• PROBLEM TO WORK ON
Rewrite the rows below with every instance of "marker" changed to "dot" and nothing else altered. Omit the pictures from your version.

• RECORD SET
· · · · ·

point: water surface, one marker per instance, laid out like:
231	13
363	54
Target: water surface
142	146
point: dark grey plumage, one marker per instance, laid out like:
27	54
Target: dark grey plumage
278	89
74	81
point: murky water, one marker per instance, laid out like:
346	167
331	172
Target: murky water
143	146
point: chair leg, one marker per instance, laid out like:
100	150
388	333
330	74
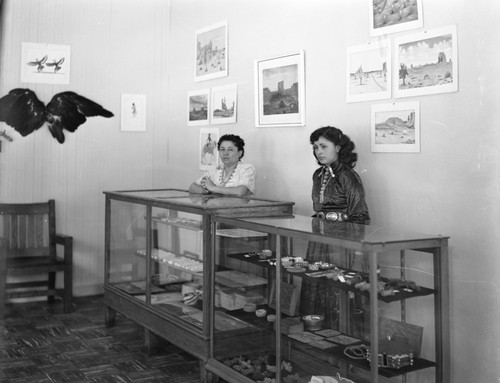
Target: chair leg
3	284
51	285
68	289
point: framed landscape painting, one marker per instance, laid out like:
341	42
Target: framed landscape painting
426	63
395	16
395	127
280	91
198	107
211	52
209	156
224	104
369	72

· · · · ·

• EXPECTED ANSWER
point: water surface, one dot per instance, laid out like:
231	13
363	54
Target: water surface
142	146
point: dark grey plumage, one dot per instance, laid out like:
27	54
Target: dark grey plumage
278	89
74	81
point: murky water, one dot per instance, laid out like:
346	167
331	172
Target: murky water
143	146
point: chair leg, one dot per instance, laid out like:
100	150
388	333
330	74
Target: chair leg
3	284
51	285
68	289
point: framed landscape painting, one dot per instance, laid out like:
341	42
Target: framed landscape painting
426	63
395	16
395	127
280	91
198	107
211	52
209	156
224	104
369	72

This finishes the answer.